**KUTIPAN DOKUMEN**
::::::::::
Alen, kata Alam, mengeluhkan sakit dibagian dada dan seluruh badannya karena ditendang.
“Informasi terhimpun, kedua tangan Alen dalam kondisi terikat di kursi saat dilakukan interogasi”
Tak hanya Alen yang ditangkap, Samuel Baikole masyarakat adat di Dusun Tukur-tukur juga ditangkap oleh aparat Polres Halmahera Timur.
Syamsul bilang, sehari sebelum penangkapan, Samuel Baikole, dimintai keterangan oleh penyidik di Polres Halmahera Timur. Diduga Samuel mendapatkan tekanan dalam proses pengambilan keterangan, pada tanggal 21 Maret 2023, Samuel ditahan oleh penyidik Polres Halmahera Timur.
::::::::::
**DATA YANG DIBERIKAN**
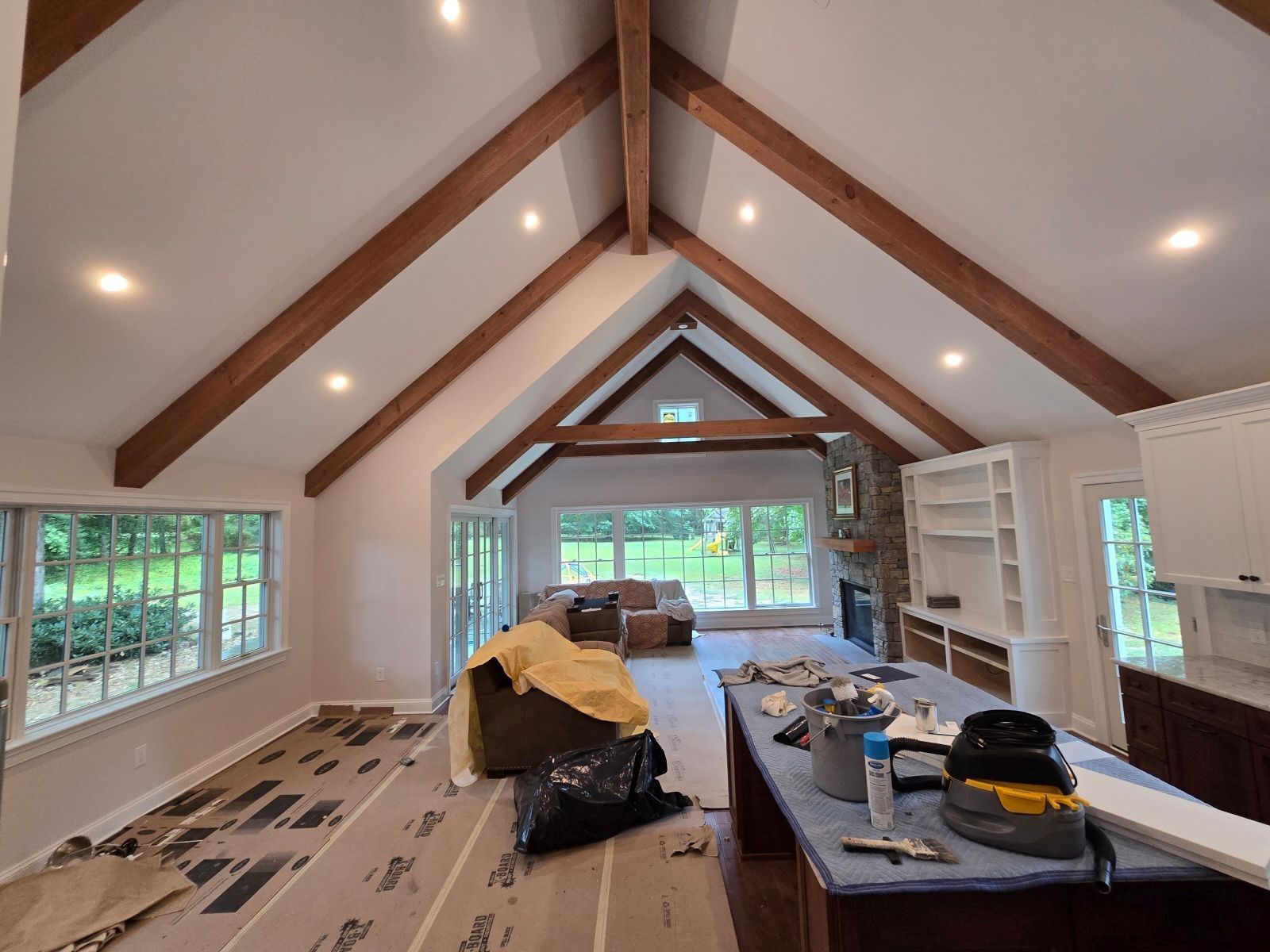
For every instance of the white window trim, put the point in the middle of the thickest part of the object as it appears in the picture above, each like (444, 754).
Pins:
::::::::::
**TUJUAN TUGAS**
1. Tentukan apakah setiap pernyataan berikut sesuai dengan kutipan tentang penangkapan Alen dan Samuel Baikole. Jawab dengan ya atau tidak, lalu sertakan kata-kata penentu dari kutipan itu secara persis. (a) Saat interogasi, kedua tangan Alen terikat di kursi. (b) Samuel Baikole ditahan pada tanggal 22 Maret 2023. (c) Samuel Baikole dimintai keterangan sehari setelah penangkapan.
2. Teruskan kutipan tentang penangkapan Alen dan Samuel Baikole, dimulai setelah kalimat terakhirnya.
Data tersebut sama sekali tidak digunakan di sini.

**JAWABAN PER TUGAS**
1.
(a) Ya: "kedua tangan Alen dalam kondisi terikat di kursi saat dilakukan interogasi".
(b) Tidak: "pada tanggal 21 Maret 2023, Samuel ditahan oleh penyidik Polres Halmahera Timur".
(c) Tidak: "sehari sebelum penangkapan, Samuel Baikole, dimintai keterangan".

2.
Alen Baikole kemudian ditetapkan sebagai tersangka atas tuduhan pelaku pembunuhan yang diduga terjadi pada tanggal 29 Oktober 2022 di Lokasi Kebun Semilo Desa Gotowasi, Kecamatan Maba Selatan Kabupaten Halmahera Timur. Penetapan status tersangka Alen Baikole dituangkan dalam surat penetapan tersangka Nomor: Sp. Tap/34/III/Res 1.7/2023/Reskrim, Tanggal 22 Maret 2023.
Istri Alen, “Y” yang berusaha menemui suaminya di Polres Haltim pada sore hari juga mengalami intimidasi, anggota polisi yang bertugas membatasi akses untuk menemui tersangka.
Penyidik Polres Halmahera Timur menekan dan memaksa “Y” untuk mengakui bahwa Alen benar telah melakukan pembunuhan pada tanggal 29 Oktober 2022. Meskipun terus di tekan oleh penyidik, “Y” tetap tidak memberikan pengakuan atas keterangan yang diinginkan oleh penyidik.
“Saksi “Y” berusaha meyakinkan penyidik bahwa Alen tidak melakukan pembunuhan karena pada waktu peristiwa disebutkan, Alen sedang bersama “Y”. Meskipun demikian, dengan nada mengancam akan memenjarakan “Y” selama 7 tahun, anggota kepolisian tetap memaksa “Y” untuk membenarkan tuduhannya,” kata Alam.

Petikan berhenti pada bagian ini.